(Records from a data collection)
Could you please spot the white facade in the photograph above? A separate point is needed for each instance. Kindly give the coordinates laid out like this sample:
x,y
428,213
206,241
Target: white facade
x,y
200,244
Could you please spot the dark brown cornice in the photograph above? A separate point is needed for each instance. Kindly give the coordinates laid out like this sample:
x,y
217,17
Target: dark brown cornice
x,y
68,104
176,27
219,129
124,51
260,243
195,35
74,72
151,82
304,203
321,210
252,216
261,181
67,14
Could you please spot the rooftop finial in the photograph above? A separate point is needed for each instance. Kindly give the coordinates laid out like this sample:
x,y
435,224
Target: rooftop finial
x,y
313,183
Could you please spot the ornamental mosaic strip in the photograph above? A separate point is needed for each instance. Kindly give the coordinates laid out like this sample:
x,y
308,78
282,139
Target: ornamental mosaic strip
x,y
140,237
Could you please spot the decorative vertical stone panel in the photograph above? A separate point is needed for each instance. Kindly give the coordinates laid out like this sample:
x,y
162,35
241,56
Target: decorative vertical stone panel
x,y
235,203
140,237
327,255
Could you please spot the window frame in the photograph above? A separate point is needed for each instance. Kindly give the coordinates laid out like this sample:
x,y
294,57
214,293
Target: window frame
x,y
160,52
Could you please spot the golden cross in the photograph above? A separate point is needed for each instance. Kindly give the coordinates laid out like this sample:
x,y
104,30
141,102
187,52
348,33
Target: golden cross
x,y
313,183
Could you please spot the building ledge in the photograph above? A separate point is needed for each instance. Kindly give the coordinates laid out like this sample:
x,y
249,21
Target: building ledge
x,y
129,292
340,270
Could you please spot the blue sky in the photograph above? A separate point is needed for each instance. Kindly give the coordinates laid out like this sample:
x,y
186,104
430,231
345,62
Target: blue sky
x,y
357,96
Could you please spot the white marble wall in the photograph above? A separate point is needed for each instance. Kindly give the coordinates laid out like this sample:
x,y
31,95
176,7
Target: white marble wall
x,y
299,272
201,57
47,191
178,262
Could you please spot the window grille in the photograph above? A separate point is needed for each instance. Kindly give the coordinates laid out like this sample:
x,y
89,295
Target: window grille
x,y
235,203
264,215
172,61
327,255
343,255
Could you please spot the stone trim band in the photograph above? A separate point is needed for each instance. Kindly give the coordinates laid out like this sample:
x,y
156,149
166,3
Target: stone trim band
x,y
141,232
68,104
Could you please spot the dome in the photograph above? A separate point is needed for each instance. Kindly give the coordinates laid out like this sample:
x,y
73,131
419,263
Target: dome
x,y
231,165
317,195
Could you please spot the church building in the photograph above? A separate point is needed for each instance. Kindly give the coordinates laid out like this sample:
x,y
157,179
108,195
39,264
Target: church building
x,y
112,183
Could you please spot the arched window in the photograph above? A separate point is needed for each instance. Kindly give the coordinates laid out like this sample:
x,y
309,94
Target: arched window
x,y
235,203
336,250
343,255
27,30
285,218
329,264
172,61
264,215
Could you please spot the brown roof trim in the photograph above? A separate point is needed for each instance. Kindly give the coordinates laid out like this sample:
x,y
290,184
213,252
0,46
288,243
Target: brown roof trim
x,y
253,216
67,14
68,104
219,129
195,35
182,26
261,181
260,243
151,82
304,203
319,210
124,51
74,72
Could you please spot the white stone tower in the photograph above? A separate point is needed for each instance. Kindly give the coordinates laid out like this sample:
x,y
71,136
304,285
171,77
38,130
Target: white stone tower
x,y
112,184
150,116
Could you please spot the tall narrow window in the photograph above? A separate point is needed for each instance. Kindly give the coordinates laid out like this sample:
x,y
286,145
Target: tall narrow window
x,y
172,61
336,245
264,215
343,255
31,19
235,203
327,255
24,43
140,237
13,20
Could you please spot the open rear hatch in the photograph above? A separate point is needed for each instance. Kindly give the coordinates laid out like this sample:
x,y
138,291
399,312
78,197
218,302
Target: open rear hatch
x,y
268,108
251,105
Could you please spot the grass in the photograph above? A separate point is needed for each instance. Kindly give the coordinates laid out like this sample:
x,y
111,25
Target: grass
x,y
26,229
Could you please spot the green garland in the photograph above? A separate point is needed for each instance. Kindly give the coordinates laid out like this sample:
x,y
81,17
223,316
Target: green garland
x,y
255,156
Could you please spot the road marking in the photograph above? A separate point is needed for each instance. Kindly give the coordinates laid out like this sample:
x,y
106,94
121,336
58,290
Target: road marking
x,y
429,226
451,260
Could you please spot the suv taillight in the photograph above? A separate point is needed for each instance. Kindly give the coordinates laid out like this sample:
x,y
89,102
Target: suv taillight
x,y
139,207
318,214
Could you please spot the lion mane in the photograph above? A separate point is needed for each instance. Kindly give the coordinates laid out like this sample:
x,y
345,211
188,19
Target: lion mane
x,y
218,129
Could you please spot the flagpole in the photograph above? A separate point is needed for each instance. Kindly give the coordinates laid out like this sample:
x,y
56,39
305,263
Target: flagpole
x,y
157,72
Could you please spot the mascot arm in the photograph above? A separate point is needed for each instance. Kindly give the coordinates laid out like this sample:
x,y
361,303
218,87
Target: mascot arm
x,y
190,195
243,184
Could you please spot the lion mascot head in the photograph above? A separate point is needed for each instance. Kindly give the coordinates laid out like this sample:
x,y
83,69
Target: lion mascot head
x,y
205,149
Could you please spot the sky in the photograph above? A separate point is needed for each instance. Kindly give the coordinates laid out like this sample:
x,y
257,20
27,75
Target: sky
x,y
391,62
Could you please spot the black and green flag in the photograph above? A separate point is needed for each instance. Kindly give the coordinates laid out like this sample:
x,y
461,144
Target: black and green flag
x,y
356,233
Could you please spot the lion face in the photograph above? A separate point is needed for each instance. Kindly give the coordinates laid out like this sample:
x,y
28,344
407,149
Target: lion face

- [Written exercise] Set all of the entries down again, exactly as they were given.

- [Answer for this exercise]
Could you please spot the white facade in the photograph above? A separate point is needed for each instance. Kindly give the coordinates laid out like this sample:
x,y
428,213
206,241
Target: white facade
x,y
200,244
Could you please spot the dark brown cornice in the photograph above? A separate point is needed for each instance. Kindly give the coordinates laid out like this sample:
x,y
217,17
Target: dark brown cornice
x,y
68,104
176,27
219,129
124,51
260,243
195,35
74,72
151,82
304,203
321,210
252,216
261,181
67,14
Could you please spot the rooftop finial in the photograph above? A separate point is needed for each instance. Kindly give the coordinates laid out like this sample:
x,y
435,224
Target: rooftop finial
x,y
313,183
Could you please spot the ornamental mosaic strip in the photograph above? A separate point is needed for each instance. Kindly give the coordinates laid out like this sample:
x,y
308,78
282,139
Target: ornamental mosaic strip
x,y
140,237
Could you please spot the decorative vertical stone panel in the photograph above? A separate point is needed for each instance. Kindly give the coordinates laid out like this sample:
x,y
162,35
241,56
Target: decorative vertical stone panel
x,y
235,203
140,237
327,255
Could you please spot the window frame in the photograph above? A separate point is needed for each instance. Kindly give the coordinates laid out like this sample:
x,y
294,57
214,293
Target: window frame
x,y
160,52
Could you please spot the golden cross in the photograph above? A separate point is needed for each instance. Kindly give the coordinates laid out like this sample:
x,y
104,30
141,102
187,52
348,33
Target: golden cross
x,y
313,183
Could you please spot the building ledge in the photograph above? A separate point is needed for each instance. Kindly give the coordinates laid out like this sample:
x,y
249,21
Target: building ledge
x,y
129,292
340,270
Could you please spot the blue sky in the photograph above? A separate point is needed for each instance. Kindly give the coordinates laid out like this sample:
x,y
186,104
430,231
345,62
Target: blue sky
x,y
357,96
Could you please spot the white marble wall in the photograph above? A separate point is needed for each instance. Kindly give the coordinates laid out like this sample:
x,y
31,95
176,7
Target: white marble wall
x,y
299,272
201,57
47,191
178,262
Could you please spot the window grille in the photograph above? A separate point is needed for each instance. Kindly give the coordinates laid out like this sample:
x,y
89,295
Target: window grille
x,y
235,203
264,215
172,61
327,255
343,255
Could you please spot the stone trim band in the photograph above? A separate point is needed for each instance. Kindly give the coordinates laid out like this sample:
x,y
156,149
166,3
Target: stone trim band
x,y
141,232
68,104
Could you please spot the dome in the photograph above? A separate point is needed for each instance. Kindly give the coordinates laid out like this sample:
x,y
73,131
419,263
Target: dome
x,y
231,165
317,195
Could you please spot the church building in the photograph above? A separate point is needed for each instance. Kindly give the coordinates laid out like this sample:
x,y
157,179
108,195
39,264
Target: church building
x,y
112,183
Could you please spot the arched window in the photograph above? A separate point is needed for each instance. Kindly give the coordinates laid out like this sample:
x,y
309,94
Target: arched window
x,y
235,203
336,250
343,255
27,30
285,218
329,264
172,61
264,215
Could you please spot the brown roof trim in the photograph above? A separate point is needed for each instance. Kindly give the coordinates laid out like this sample:
x,y
290,184
213,252
0,46
288,243
Target: brown roof trim
x,y
253,216
67,14
68,104
219,129
195,35
182,26
261,181
260,243
151,82
304,203
319,210
124,51
74,72
Could you please spot the white stone tower in the photograph above? A separate point is needed for each instance. Kindly give the coordinates laid out like this sample:
x,y
71,136
304,285
171,77
38,130
Target: white stone tower
x,y
112,184
150,116
Could you please spot the tall narrow window in the photograph above? A separate point is needed for each instance. Kindly give the coordinates laid out like this sample:
x,y
286,145
Target: tall narrow window
x,y
172,61
336,245
264,215
343,255
31,19
235,203
327,255
24,43
140,237
13,20
Could you please spot the open rear hatch in the photograph above? A separate point is needed for each instance. Kindly give the coordinates laid out like this sample:
x,y
138,291
399,312
78,197
218,302
Target: open rear hatch
x,y
268,108
251,105
Could you please spot the grass in the photograph above? A separate point is needed for each instance. Kindly give the coordinates laid out like this sample:
x,y
111,25
Target: grass
x,y
26,229
Could you please spot the green garland in the photograph above? A separate point is needed for each instance. Kindly give the coordinates laid out like this sample:
x,y
81,17
223,316
Target: green garland
x,y
255,156
Could you please spot the road marking in the photograph above? A separate point is needed for each instance. Kindly give the coordinates laid out like this sample:
x,y
106,94
121,336
58,290
Target: road marking
x,y
429,226
451,260
Could you please spot the suv taillight in the photograph above? A separate point is needed for each instance. Kindly give the coordinates laid out like this sample:
x,y
89,102
Target: suv taillight
x,y
139,207
318,214
Could you please spot the lion mane in the photograph above? A separate point is needed for each instance. Kindly give the coordinates laid out like this sample:
x,y
345,211
188,19
Target: lion mane
x,y
218,129
Could you please spot the flagpole in the photograph above? A separate point is needed for each instance. Kindly give the coordinates laid out like this sample:
x,y
56,39
305,263
Target: flagpole
x,y
157,72
Could you please spot the mascot arm in the photograph above? A separate point is needed for each instance. Kindly give the coordinates laid out like this sample:
x,y
361,303
218,87
Target: mascot arm
x,y
190,195
243,184
Could you please spot the lion mascot head in the photograph above? A separate point is needed for each instance. Kindly give the coordinates laid out like this sample:
x,y
83,69
Target: lion mascot head
x,y
205,149
Could you please spot the sky in the photograph above? A separate point is needed for each instance. Kindly give the coordinates laid out like this sample:
x,y
257,20
27,75
Target: sky
x,y
391,62
Could you please spot the black and green flag in the photograph above? A separate point is needed for each instance. Kindly give the coordinates laid out like this sample:
x,y
461,144
Target: black and green flag
x,y
356,233
Could you please spot the lion face in the photograph above? A separate point is needed for each instance. Kindly give the coordinates laid out like this sample:
x,y
28,344
407,149
Target: lion face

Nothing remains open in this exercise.